Data entries:
· · · · ·

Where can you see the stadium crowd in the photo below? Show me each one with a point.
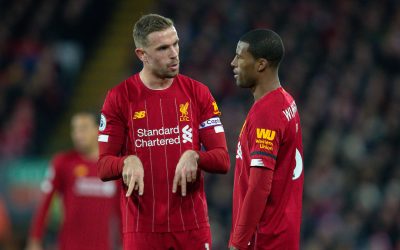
(341, 65)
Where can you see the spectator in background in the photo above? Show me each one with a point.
(90, 206)
(269, 175)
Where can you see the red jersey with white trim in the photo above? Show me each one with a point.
(271, 138)
(90, 206)
(158, 126)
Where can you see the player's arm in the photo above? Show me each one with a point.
(112, 164)
(260, 182)
(111, 138)
(216, 158)
(49, 187)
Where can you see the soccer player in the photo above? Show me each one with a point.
(153, 127)
(268, 182)
(89, 205)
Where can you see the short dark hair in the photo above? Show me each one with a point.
(265, 43)
(92, 115)
(148, 24)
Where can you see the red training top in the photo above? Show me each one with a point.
(270, 140)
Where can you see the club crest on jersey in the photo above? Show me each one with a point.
(103, 123)
(216, 110)
(81, 170)
(183, 108)
(139, 115)
(264, 138)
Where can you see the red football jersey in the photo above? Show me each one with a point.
(271, 138)
(158, 126)
(90, 206)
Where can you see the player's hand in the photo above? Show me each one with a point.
(186, 171)
(132, 174)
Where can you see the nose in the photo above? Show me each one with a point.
(233, 63)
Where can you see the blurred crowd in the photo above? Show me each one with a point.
(342, 65)
(42, 47)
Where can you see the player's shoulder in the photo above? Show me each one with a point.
(121, 88)
(191, 83)
(274, 101)
(64, 156)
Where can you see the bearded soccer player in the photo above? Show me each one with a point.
(90, 206)
(152, 129)
(268, 182)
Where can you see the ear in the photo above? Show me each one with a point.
(141, 54)
(262, 64)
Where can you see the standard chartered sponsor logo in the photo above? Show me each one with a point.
(162, 136)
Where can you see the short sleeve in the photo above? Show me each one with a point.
(53, 176)
(112, 127)
(264, 136)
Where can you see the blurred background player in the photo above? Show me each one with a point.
(152, 127)
(90, 207)
(269, 175)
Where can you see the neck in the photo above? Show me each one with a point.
(265, 85)
(91, 154)
(153, 82)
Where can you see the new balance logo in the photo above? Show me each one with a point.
(263, 133)
(239, 152)
(187, 134)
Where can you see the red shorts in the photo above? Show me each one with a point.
(196, 239)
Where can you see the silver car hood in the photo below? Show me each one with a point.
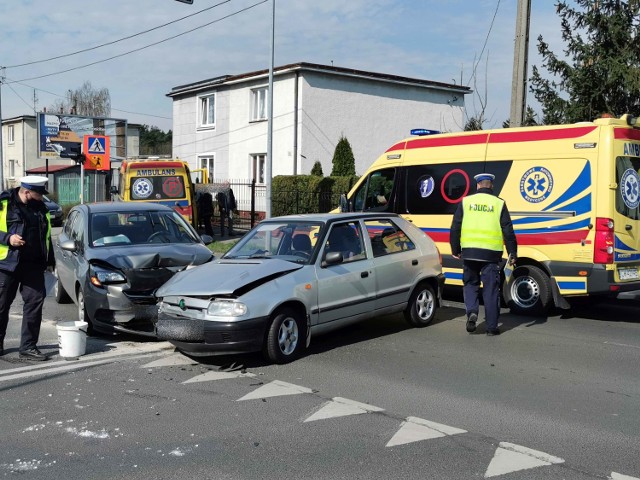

· · · · ·

Task prompt:
Would you set down each line of the data exactly, with no images included?

Exercise response:
Where can you see the stadium crowd in the photo below? Show me each one with a point.
(341, 65)
Where can you see the spectator in background in the photo above? Show me each one with a point.
(90, 206)
(269, 175)
Where can you see the red jersey with white trim in the photo above? Show me each one with a point.
(271, 138)
(90, 206)
(158, 126)
Where can you see the player's arm in the photo above? Show me each one with a point.
(112, 164)
(260, 182)
(111, 138)
(216, 158)
(49, 187)
Where can you see the soccer player in the photo above? Show me each one with a point.
(153, 127)
(268, 182)
(89, 205)
Where can you see the short dark hair in the photo above? Show me each one with a point.
(265, 43)
(92, 115)
(148, 24)
Where can you see the red training top in the photo above? Show me each one with a point.
(270, 140)
Where can you see the club crest on jersey in the photo above? Show me each one with a point.
(103, 123)
(216, 110)
(81, 170)
(183, 108)
(139, 115)
(264, 138)
Where can you see the red football jersey in the photo above? Show me each one with a point.
(271, 138)
(158, 126)
(90, 206)
Where can you see the player's hand in the photo above? Show me each one with a point.
(186, 171)
(132, 174)
Where can you see the nose in the photo above? Show me each one with a point.
(233, 63)
Where can you see the blurred crowd in the photo above? Show me each one with a point.
(342, 65)
(42, 47)
Where can you see the player's shoulder in the photo above? Show me each one with a point.
(121, 88)
(191, 83)
(274, 101)
(64, 156)
Where can you see the bearded soccer player in the photo above? Show me each one with a point.
(90, 206)
(152, 129)
(268, 182)
Where can you see the ear in the photo above? Show me each one with a point.
(141, 54)
(262, 64)
Where can you see the standard chartered sponsor logo in the photo above? Show me each one with a point.
(162, 136)
Where can you see the short sleeve in the photo above? Show me each one with a point.
(53, 176)
(112, 127)
(264, 136)
Where can you see the blurred background player in the photo above? Show me each one with a point.
(152, 127)
(90, 207)
(269, 175)
Where can you see the neck in the photo above? Show me each one with a point.
(265, 85)
(91, 154)
(153, 82)
Where can you see the new balance logo in the photo above? Show me each one with a point.
(263, 133)
(239, 152)
(187, 134)
Where can you see the red shorts in the photo above? Show me each one with a point.
(196, 239)
Where can you see the silver car hood in the photo below? Show me each one with a point.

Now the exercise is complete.